Task details –
Turn the whole listing below into a numbered list with no blank lines, and leave the pictures out of your answer.

Object detection data:
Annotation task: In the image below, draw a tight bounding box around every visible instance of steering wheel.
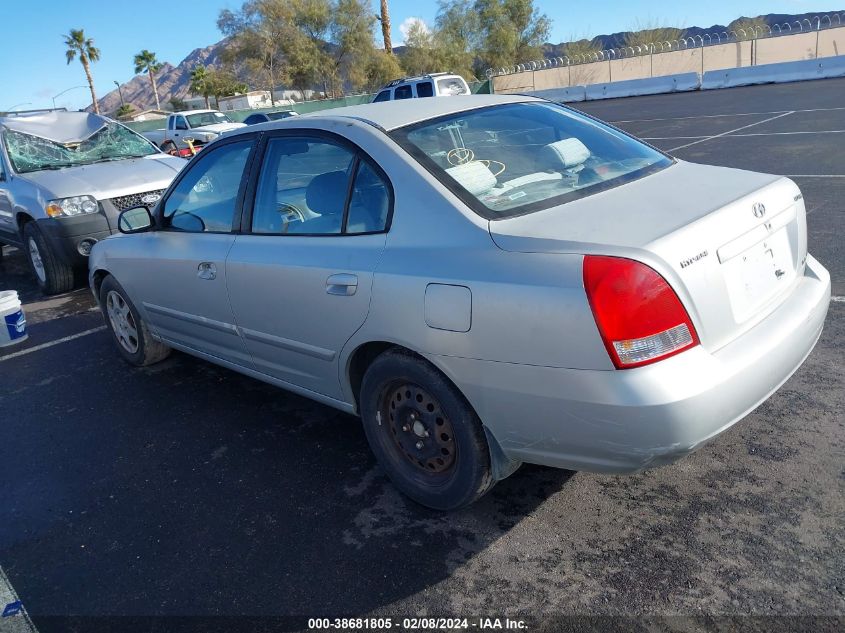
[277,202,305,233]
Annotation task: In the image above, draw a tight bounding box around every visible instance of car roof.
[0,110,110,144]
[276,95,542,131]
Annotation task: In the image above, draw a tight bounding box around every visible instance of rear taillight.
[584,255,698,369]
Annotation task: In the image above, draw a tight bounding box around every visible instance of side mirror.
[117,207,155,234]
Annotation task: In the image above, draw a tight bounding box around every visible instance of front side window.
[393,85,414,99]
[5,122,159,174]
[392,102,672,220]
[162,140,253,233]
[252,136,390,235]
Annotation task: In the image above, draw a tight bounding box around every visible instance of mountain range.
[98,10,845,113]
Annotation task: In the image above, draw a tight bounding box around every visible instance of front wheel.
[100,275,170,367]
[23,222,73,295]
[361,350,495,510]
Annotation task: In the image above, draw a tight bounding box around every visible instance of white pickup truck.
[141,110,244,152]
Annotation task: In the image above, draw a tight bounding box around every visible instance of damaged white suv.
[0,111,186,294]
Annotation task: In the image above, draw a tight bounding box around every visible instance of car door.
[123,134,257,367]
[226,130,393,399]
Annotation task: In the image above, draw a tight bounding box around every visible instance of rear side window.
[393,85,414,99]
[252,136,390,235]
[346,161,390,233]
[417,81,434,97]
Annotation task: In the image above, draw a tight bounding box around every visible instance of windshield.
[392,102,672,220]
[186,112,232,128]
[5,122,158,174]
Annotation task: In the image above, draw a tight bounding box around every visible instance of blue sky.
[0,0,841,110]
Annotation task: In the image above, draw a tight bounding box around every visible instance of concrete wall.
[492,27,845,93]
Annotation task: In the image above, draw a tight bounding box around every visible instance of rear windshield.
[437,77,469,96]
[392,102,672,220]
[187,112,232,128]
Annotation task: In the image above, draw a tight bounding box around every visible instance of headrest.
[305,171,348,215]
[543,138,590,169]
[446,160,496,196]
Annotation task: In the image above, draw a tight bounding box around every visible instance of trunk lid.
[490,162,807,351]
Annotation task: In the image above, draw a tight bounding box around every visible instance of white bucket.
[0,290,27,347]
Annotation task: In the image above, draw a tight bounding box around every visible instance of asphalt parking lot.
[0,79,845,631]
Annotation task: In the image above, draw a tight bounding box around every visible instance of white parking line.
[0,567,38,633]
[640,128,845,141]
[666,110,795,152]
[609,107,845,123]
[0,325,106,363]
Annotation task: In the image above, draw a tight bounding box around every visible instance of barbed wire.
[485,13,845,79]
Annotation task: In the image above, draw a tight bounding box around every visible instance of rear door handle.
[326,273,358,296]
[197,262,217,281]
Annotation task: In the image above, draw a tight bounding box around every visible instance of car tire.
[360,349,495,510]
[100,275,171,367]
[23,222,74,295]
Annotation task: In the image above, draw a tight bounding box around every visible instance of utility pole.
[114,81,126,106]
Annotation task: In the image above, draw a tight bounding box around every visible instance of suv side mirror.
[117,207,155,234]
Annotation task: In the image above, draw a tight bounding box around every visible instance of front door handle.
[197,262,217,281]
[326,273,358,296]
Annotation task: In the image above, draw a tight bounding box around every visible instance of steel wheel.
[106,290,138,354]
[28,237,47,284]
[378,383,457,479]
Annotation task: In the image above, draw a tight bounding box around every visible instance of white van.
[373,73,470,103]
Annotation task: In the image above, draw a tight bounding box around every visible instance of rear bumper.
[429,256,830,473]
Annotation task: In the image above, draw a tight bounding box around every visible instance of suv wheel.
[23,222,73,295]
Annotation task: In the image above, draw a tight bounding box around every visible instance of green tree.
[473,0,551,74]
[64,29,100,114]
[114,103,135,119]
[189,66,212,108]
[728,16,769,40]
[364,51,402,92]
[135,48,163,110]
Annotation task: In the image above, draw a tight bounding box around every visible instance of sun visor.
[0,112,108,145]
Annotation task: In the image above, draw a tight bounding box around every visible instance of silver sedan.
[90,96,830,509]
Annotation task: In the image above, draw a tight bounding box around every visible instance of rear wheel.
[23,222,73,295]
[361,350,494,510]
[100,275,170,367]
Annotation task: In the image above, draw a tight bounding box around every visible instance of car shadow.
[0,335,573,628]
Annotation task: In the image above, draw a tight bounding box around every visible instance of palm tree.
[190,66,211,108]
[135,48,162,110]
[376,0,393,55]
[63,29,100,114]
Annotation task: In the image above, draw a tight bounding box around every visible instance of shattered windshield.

Exercise response –
1. Annotation task: In the image below, draw a tight bounding box around every visible instance of steering wheel.
2. [277,202,305,233]
3. Annotation task: In the image above, draw a tight bounding box around every visible instance of car roof.
4. [0,110,110,144]
5. [276,95,542,131]
6. Annotation task: In the image above, draw a tight bounding box around every visible instance of rear taillight.
7. [584,255,698,369]
8. Annotation task: In the image above, draw a tight bounding box around every visible instance of side mirror.
9. [117,207,155,234]
10. Annotation task: In the image above, draw a tight bounding box around every visible instance of front side window.
11. [393,85,414,99]
12. [5,122,159,174]
13. [392,102,672,220]
14. [162,140,253,233]
15. [252,136,390,235]
16. Annotation task: In the image above, draw a tight bounding box around every visible instance of mountain range.
17. [98,10,845,113]
18. Annotation task: In the image above, draw a tight bounding box around every visible instance of front wheel.
19. [100,275,170,367]
20. [23,222,73,295]
21. [361,350,495,510]
22. Annotation task: In the image above, draw a tight bounding box around every visible instance of white pickup truck.
23. [141,110,244,152]
24. Annotation task: In the image above, draw a tight bounding box around every visible instance of damaged white suv.
25. [0,111,186,294]
26. Annotation task: In the image above, draw a tight bounding box around every visible instance of car door.
27. [123,134,257,367]
28. [226,130,393,399]
29. Annotation task: In the image above, draw a tight bounding box around every visible instance of rear side window.
30. [393,85,414,99]
31. [252,136,390,235]
32. [346,161,390,233]
33. [417,81,434,97]
34. Annotation task: In the image above, draw a tight bounding box around every visible instance of windshield.
35. [392,102,672,220]
36. [186,112,232,128]
37. [5,122,158,174]
38. Annotation task: In the image above, draw a tight bounding box around every visible instance of blue sky.
39. [0,0,841,110]
40. Annotation task: In the image above, draw a tight bounding box around every visible instance of concrete wall.
41. [492,27,845,93]
42. Annotation task: In the image above, draw a tight bounding box around every visible instance of rear windshield.
43. [437,77,469,96]
44. [392,102,672,220]
45. [187,112,232,128]
46. Annotation task: In the image above, draw a tight bounding box around every visible instance of headrest.
47. [305,171,348,215]
48. [543,138,590,169]
49. [446,160,496,196]
50. Annotation task: In the image above, draw a tight bounding box around every visible instance of trunk lid.
51. [490,162,807,351]
52. Annotation task: In the image above, draw a tight bounding box around every visible instance of white bucket.
53. [0,290,27,347]
54. Annotation task: In the image above, draw a tight bounding box around every visible instance of asphalt parking lot.
55. [0,79,845,631]
56. Annotation task: In the image above, draw a tight bounding box around every visible instance of white parking line.
57. [0,567,38,633]
58. [640,128,845,141]
59. [666,110,795,152]
60. [609,107,845,123]
61. [0,325,106,363]
62. Annotation task: In the image above, draw a tight bounding box around every visible instance of barbed wire.
63. [485,13,845,79]
64. Annotation task: In the image above, draw a tight bounding box around every visible instance of rear door handle.
65. [326,273,358,296]
66. [197,262,217,281]
67. Annotation task: In the image above, draw a tight bounding box around every visible instance of car tire.
68. [360,349,495,510]
69. [100,275,171,367]
70. [23,222,74,295]
71. Annotation task: In the image above, draw a tight bounding box around every visible instance of utility pole.
72. [114,81,126,106]
73. Annotation task: In the image above, draw a tight bounding box around every visible instance of suv side mirror.
74. [117,207,155,234]
75. Annotation task: In the image above, draw a tight bounding box around every visible instance of front door handle.
76. [197,262,217,281]
77. [326,273,358,296]
78. Annotation task: In the image above, draw a tight bounding box around every visible instance of steel wheel.
79. [106,290,138,354]
80. [28,237,47,284]
81. [378,383,457,479]
82. Annotation task: In the image above, draw a tight bounding box around every visible instance of white van.
83. [373,73,470,103]
84. Annotation task: In the image above, draw a tight bounding box around every visible instance of rear bumper.
85. [429,256,830,473]
86. Annotation task: In the image above, draw a tight bounding box around every visible instance of suv wheel.
87. [23,222,73,295]
88. Annotation task: In the image above, draw a tight bounding box around every visible instance of green tree.
89. [473,0,551,74]
90. [64,29,100,114]
91. [114,103,135,119]
92. [189,66,212,108]
93. [728,16,769,40]
94. [364,51,402,92]
95. [135,48,163,110]
96. Annotation task: In the image above, draw a tight bounding box around every visible instance of sun visor.
97. [0,112,108,145]
98. Annotation task: In the image above, draw a tight bounding box around every visible instance of silver sedan.
99. [90,96,830,509]
100. Annotation task: In the image above, draw a tight bounding box around every visible instance of rear wheel.
101. [23,222,73,295]
102. [361,350,494,510]
103. [100,275,170,367]
104. Annotation task: In the image above, draw a tight bounding box around every visible instance of car shadow.
105. [0,335,573,628]
106. Annotation task: In the image above, draw a tight bounding box around every visible instance of palm tree.
107. [190,66,211,108]
108. [135,48,162,110]
109. [376,0,393,55]
110. [63,29,100,114]
111. Annotation task: In the image above, draw a tight bounding box around every visible instance of shattered windshield.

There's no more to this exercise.